_Work to do_.
**A.** Answer these three questions about the Robo-Regulator sketch:
(i) What do the men in suits shout first?
(ii) What does the cyborg carry when it stands in the doorway?
(iii) What was the cyborg's job before the accident?
**B.** Which lines of the records contain the string "sneaker"? Collect and copy each of them. Case counts.

--- begin Extracted text ---

Still think regulator bot could work actually....... 

sound of heavy footsteps at the end of the hall

'clunk' 'clunk'

bunch of guys in suits in one of the rooms at the end of the hall

"Keep shredding! Keep shredding!"

'clunk' 'clunk'

"Faster! come on, he's almost here!"

'clunk' 'clunk'

'Burn it all, go go go!"

'clunk' cyborg with suit case stands in door way

"DROP IT! DEAD OR ALIVE I'M READING THAT FILE"

music starts, titles role, voice over comes in

"He was an accountant who nearly died in a terriific photocoping accident, so the government took his half dead body and turned him into a Cyborg, today he stalks the city offices, fighting for tough regulation on wallstreet and beyond; he is:


ROBO-REGULATOR'

music continues in it's 80s style, shots of friends smiling, boss man making a coffee, white collar hood being locked up, shots of regluator bot high fiving a judge.




Re named Watson IN THE BOARD ROOM:

Tom: "Well, why don't we just sell those dodgy holdings?"

(robot voice)

--- end Extracted text ---
--- begin Material ---

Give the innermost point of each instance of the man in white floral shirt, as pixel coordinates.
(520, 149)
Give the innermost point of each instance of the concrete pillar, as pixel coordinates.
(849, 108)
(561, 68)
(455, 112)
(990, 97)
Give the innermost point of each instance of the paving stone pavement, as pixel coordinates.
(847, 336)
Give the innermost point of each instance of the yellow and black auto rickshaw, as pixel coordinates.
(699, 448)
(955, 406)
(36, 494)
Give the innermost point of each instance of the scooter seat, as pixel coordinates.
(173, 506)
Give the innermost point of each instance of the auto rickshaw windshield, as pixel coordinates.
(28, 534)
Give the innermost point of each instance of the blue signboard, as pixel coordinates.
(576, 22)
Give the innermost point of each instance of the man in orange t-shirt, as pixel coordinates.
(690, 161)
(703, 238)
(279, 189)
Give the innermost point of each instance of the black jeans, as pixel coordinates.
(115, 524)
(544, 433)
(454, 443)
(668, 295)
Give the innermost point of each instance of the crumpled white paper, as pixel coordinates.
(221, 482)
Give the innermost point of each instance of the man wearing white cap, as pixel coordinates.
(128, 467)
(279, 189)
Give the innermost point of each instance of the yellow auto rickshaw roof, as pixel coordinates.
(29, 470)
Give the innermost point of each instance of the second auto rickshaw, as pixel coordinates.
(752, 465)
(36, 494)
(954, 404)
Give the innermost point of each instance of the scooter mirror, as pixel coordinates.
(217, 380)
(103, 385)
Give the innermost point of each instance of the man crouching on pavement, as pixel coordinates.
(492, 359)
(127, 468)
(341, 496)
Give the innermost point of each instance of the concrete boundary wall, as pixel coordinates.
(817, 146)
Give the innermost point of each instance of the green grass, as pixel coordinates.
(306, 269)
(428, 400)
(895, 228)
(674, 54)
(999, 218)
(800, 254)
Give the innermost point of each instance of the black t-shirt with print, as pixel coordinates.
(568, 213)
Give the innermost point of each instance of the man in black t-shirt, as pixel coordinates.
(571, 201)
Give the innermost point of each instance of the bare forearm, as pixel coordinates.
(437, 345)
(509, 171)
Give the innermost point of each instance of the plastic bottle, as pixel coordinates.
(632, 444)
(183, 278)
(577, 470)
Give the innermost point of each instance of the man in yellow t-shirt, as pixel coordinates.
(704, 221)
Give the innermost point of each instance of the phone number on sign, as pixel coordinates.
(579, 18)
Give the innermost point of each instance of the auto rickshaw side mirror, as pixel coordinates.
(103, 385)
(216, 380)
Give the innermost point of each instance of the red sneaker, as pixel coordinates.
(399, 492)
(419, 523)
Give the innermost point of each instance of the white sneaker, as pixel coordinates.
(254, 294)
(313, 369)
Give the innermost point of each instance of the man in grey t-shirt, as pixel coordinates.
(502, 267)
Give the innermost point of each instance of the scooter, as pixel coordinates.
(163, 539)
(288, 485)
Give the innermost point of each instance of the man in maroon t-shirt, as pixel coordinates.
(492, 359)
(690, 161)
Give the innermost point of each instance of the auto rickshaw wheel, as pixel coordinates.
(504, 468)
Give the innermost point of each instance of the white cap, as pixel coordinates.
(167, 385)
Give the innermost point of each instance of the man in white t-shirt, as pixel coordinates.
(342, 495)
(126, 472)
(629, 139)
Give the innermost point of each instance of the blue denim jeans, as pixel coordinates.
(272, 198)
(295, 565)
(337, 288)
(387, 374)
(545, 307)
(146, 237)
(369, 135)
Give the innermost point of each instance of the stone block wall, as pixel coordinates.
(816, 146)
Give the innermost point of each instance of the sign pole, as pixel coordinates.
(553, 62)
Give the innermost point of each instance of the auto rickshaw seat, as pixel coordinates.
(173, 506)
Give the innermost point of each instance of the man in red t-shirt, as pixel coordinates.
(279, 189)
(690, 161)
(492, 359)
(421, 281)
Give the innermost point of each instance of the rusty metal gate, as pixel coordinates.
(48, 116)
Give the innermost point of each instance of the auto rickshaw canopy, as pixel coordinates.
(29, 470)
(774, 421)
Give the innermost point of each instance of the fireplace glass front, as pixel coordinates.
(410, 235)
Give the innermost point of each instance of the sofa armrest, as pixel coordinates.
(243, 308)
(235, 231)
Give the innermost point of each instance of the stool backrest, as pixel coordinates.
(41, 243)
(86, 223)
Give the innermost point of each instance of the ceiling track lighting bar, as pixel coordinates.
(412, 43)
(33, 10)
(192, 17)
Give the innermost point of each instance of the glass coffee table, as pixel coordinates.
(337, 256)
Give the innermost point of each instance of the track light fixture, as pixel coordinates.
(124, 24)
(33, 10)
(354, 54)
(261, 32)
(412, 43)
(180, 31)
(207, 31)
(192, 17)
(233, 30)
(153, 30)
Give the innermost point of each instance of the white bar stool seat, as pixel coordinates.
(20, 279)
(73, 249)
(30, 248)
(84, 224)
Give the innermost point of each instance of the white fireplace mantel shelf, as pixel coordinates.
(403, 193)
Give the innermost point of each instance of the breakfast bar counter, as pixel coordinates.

--- end Material ---

_Correct answers_.
**A.**
(i) "Keep shredding! Keep shredding!"
(ii) A suit case.
(iii) He was an accountant.

**B.**
Give the innermost point of each instance of the red sneaker, as pixel coordinates.
Give the innermost point of each instance of the white sneaker, as pixel coordinates.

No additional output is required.